# Tools & equipment Wish List 2013



## benthepainter (Jun 17, 2011)

G'day Guys 

With 2012 nearly at the end : ) what is on your wish list you hope to purchase by this time 2013 in regards to tools or equipment ?
Myself as a sole trader I have most equipment I need but  by the end of 2013 I would like to add two more big planks like in the pic and maybe two small planks and two more double sided step ladders and one of the Festool setups you guys rave on about : )

View attachment 12991




View attachment 12991


My little plank is handy for the corners


----------



## benthepainter (Jun 17, 2011)




----------



## Repaintpro (Oct 2, 2012)

You've got a top of the line navara. How much more do you want Ben :thumbup:


----------



## benthepainter (Jun 17, 2011)

Repaintpro said:


> You've got a top of the line navara. How much more do you want Ben :thumbup:


G'day Steve 
Yeah love my Navara my first ever new car : ) got it March 2011 I think they have some new model now bigger motor plus some other changes 

My Old beat up Ute was great but if it rained it rained inside it was just falling to bits plus 









no room for the family but it was great to load up with gear : )


----------



## Repaintpro (Oct 2, 2012)

benthepainter said:


> G'day Steve
> Yeah love my Navara my first ever new car : ) got it March 2011 I think they have some new model now bigger motor plus some other changes
> 
> My Old beat up Ute was great but if it rained it rained inside it was just falling to bits plus
> ...


I got the 145 kw STX ( first brand new work car, but it is my mobile office). Would love a trailer for next year. It would take pressure of the boys to take equipment to work.


----------



## benthepainter (Jun 17, 2011)

Repaintpro said:


> I got the 145 kw STX ( first brand new work car, but it is my mobile office). Would love a trailer for next year. It would take pressure of the boys to take equipment to work.



How do you find the Navara ?
Trailers are awsome I couldn't work without mine


----------



## mudbone (Dec 26, 2011)

*Festools!*


----------



## ReNt A PaInTeR (Dec 28, 2008)

mudbone said:


> *Festools!*


I don't think they have drills over there yet Mud.


----------



## Repaintpro (Oct 2, 2012)

ReNt A PaInTeR said:


> I don't think they have drills over there yet Mud.


We have carpenters attached to them, just the way they should be!


----------



## Repaintpro (Oct 2, 2012)

benthepainter said:


> How do you find the Navara ?


I just walk into my garage............it's normally their :detective:

Just kidding.........love it. Heaps of room to work out of, I would have bought Ford Ranger but they did not have current model out then.


----------



## TJ Paint (Jun 18, 2009)

AI/robotics. Robots to paint rooms.


----------



## Oden (Feb 8, 2012)

T.J., please, be careful what you wish for, just sayin.


----------



## robladd (Nov 22, 2010)

A remote control for my crane so I don't have to climb up in the cab everything & I can inspect the rigging more closely. Here is 2 heavy lifts I did at the dock on Sat. ROV-A Frame 59,700 lbs & a Wire Rope spool reel 68,400. Mobile AL 

Akzo Nobel International 665 Interlac Marine Alkyd Enamel


----------



## Repaintpro (Oct 2, 2012)
=====
Copy word for word the part of the tool wish list thread starting with "# Tools & equipment" and going on through "or equipment ?".

▶ [Information provided]
=====
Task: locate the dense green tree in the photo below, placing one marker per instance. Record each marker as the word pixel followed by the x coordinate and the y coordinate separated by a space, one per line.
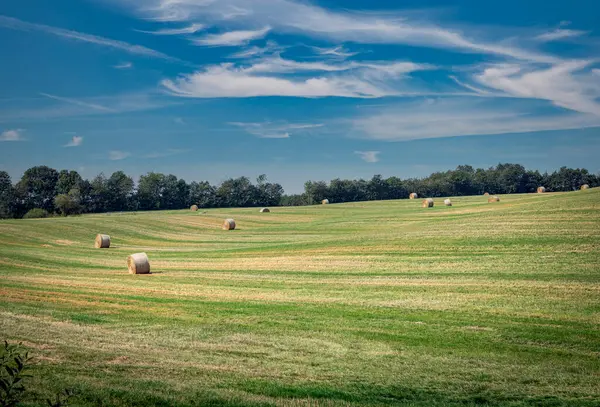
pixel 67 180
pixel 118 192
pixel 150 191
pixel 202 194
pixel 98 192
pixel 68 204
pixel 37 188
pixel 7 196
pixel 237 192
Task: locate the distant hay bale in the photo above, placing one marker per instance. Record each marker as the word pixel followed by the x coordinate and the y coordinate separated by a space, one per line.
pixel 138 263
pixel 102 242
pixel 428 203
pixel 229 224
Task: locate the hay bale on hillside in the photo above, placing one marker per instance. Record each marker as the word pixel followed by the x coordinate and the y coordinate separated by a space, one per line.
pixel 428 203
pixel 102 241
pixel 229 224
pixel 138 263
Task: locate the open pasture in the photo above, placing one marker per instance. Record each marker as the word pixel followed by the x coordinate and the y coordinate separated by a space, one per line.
=====
▶ [Task output]
# Tools & equipment Wish List 2013



## benthepainter (Jun 17, 2011)

G'day Guys 

With 2012 nearly at the end : ) what is on your wish list you hope to purchase by this time 2013 in regards to tools or equipment ?